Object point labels
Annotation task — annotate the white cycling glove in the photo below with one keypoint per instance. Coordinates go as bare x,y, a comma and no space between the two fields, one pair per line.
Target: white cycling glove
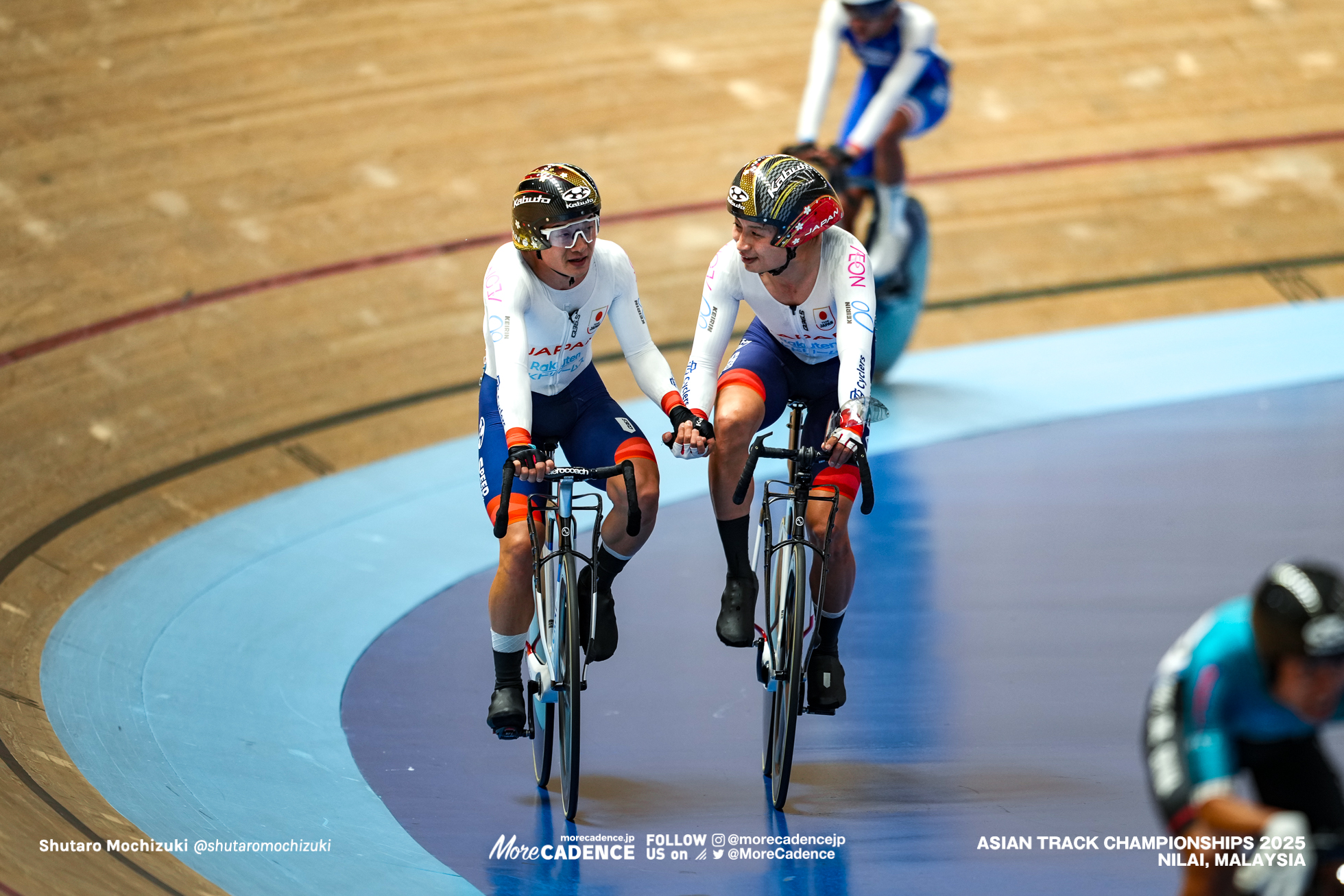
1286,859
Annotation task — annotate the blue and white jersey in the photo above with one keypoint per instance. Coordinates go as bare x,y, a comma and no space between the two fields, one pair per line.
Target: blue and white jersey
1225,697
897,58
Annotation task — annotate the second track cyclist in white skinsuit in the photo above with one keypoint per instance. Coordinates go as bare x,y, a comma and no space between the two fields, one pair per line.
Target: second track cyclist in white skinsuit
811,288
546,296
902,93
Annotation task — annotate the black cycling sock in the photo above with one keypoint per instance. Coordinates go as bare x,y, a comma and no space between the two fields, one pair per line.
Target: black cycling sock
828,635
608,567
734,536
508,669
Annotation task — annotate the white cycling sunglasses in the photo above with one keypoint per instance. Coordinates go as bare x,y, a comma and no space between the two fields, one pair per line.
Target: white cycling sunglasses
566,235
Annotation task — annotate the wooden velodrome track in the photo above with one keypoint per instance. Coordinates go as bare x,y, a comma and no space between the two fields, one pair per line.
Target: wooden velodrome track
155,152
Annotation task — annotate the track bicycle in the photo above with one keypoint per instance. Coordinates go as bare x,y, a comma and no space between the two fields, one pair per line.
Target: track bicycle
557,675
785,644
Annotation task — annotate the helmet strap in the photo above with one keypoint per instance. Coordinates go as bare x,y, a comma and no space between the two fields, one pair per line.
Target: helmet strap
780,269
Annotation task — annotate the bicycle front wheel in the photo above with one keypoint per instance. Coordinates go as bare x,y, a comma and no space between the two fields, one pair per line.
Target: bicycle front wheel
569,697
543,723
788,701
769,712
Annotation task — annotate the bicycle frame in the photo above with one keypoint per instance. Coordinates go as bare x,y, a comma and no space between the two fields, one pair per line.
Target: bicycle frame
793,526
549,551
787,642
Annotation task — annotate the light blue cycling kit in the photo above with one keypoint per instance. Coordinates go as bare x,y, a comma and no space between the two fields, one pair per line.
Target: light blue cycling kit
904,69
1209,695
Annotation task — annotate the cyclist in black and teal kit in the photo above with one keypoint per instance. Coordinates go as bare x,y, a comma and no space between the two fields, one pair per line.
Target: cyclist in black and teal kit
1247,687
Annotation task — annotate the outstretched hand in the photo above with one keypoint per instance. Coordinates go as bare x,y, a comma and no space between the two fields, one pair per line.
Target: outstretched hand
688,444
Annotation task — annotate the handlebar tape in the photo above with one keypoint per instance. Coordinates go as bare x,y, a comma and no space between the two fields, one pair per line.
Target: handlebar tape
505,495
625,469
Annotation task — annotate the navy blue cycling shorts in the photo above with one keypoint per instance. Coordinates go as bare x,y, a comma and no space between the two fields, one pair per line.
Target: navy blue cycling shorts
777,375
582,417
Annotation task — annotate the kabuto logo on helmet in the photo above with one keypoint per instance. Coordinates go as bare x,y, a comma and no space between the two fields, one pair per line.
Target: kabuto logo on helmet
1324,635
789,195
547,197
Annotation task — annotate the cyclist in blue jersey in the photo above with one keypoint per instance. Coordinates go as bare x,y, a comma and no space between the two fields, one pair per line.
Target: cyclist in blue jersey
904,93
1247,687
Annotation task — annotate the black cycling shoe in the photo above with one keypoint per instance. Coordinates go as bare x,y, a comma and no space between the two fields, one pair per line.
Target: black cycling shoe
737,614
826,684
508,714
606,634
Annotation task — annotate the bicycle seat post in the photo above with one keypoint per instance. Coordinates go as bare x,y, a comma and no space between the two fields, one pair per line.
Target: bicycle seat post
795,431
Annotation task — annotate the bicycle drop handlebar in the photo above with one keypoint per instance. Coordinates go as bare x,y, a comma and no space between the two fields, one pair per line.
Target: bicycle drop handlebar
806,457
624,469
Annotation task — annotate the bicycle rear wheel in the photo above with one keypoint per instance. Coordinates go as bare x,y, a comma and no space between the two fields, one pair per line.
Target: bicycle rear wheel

> WHAT YOU NEED TO DO
Print the complete listing exactly as it stands, without its pictures.

> RESPONSE TO THIS EXERCISE
Annotation task — annotate the white cycling glove in the photo below with one keypoint per instance. Coordinates go as bare x,y, a comma and no space between the two fields, one pair per line.
Target: white cycling glove
1286,859
Annotation task — annotate the blue and white jersey in the photo above with one keypoint per instance. Coordinates go as bare x,y, a comma and no space between the two fields, one pair per line.
Target: blue and white jersey
1225,697
897,58
Annotation task — annotate the second track cyclist in white skinsuit in the photo above with one keypoint per instance. Coordinates go as bare x,y, a comma and no space between the two fields, one pair per line.
Target: second track cyclist in white skinsuit
811,288
546,296
902,93
Annotation task — annotate the black cycling sock in the photo above with one keypoint per instance. Coordinates go as bare x,y, a comma and no space between the two fields, one pair per line.
Target: black cycling sock
828,635
608,567
734,536
508,669
Annotation task — annotate the white cycling sunglasses in the photo above with one keypoint per instance. Coordinates go as bare x,y, a comma and no space between the two fields, one pair per line.
Target: white cycling sunglasses
566,235
Annotation task — annotate the wooden velodrome track in the photo above with one keypoint per instance. Coordinates go as bare x,y, a comma and no space between the two fields, one pair per line.
Target: wooden velodrome track
155,152
Annotation task — annotate the track bicycle in the photo above with one keypoint per instance. Coordinates go as bare x,y, a comma and no space between the two fields, one pair per line.
Target: track bicycle
557,675
785,644
Annotation task — annotate the helmet strap in the photo above with one keypoint per instance. Coordinates go as bare x,y, a comma and no space between the two fields, one pair per line.
Target: helmet strap
780,269
Annotation task — annotate the bicycle front wheel in the photo above with one keypoint per instance. Coordinates go as bare x,y, a comma and no space between the two fields, one pair per line.
Target: bicycle front wheel
569,697
543,723
788,701
769,712
Annotation task — annotate the bicycle frame in the photo above with one keypoint per instance. Coordinates go as bare x,y, a comma and no space between the two fields, one pair per line.
Target: bicycle frame
793,526
549,551
787,642
Annotation task — annotate the light blue cycling kit in the photo above with one keypoint per instance. Coordinates go as bare x,y, a comma and no space between the two fields, one pair per line.
Target: light blue cycling kit
904,69
1209,695
Annotation task — annotate the cyclist in black and teal kit in the photo above with one keypoint per instance. Coordinates go as bare x,y, a comma and no space between the two fields, one pair per line.
Target: cyclist in black and teal kit
1247,687
Annotation task — annotate the outstretched hand in the photo above with one keypoint per instance. Coordinates go as bare x,y, a comma and no space between the two fields, one pair per line.
Target: outstretched hand
688,444
Annotation task — annotate the handlebar tape in the photo above with one keypoint per instance. Coordinates go as bare x,y, a comma and no space between the two fields, one pair per line.
Target: handlebar tape
505,495
625,469
Annotation task — annotate the navy blue cycling shorts in the photo above with one keypoint per instance. Coordinates go as bare x,y, a comma and no space between the two fields, one pair per line.
Target: navy blue cycling shorts
777,375
582,417
Annotation task — annotate the kabuto logo on helmet in the photo above with one keypoint per instance. Coordinates go as bare x,y, a comma and no space between the two fields, one pair per line.
Target: kabuto logo on helmet
1324,635
789,195
547,197
Annotation task — annotate the cyclist in blue jersey in the photo above with one keypoint per instance. Coordinates go as bare x,y, a comma and no space between the two fields, one pair per line.
Target: cyclist in blue jersey
904,93
1247,687
Annotation task — annotate the black cycling shoe in the photo above with one keypoint per instance. Coordinates go as bare x,y, a comma and no space between the two fields, one pair per line.
Target: black cycling shoe
737,614
826,684
508,714
606,634
Annotation task — annotate the bicycle seat post in the photo above with one keypoint per instance. Coordinates go as bare x,y, a comma and no space between the two fields, one pair per line.
Target: bicycle seat post
795,431
Annotation task — annotate the bicycle drop handlebar in the photo above with one keypoint per instance. Coordinates go as bare x,y, a comma and no space between the two fields, one pair per line.
Target: bicycle drop handlebar
806,457
624,469
Annotation task — annotate the bicycle rear wheel in the photo above with one keypoint per instance. Coordinates go as bare x,y, a comma and no space between the two fields, one pair per line.
Target: bicycle rear wheel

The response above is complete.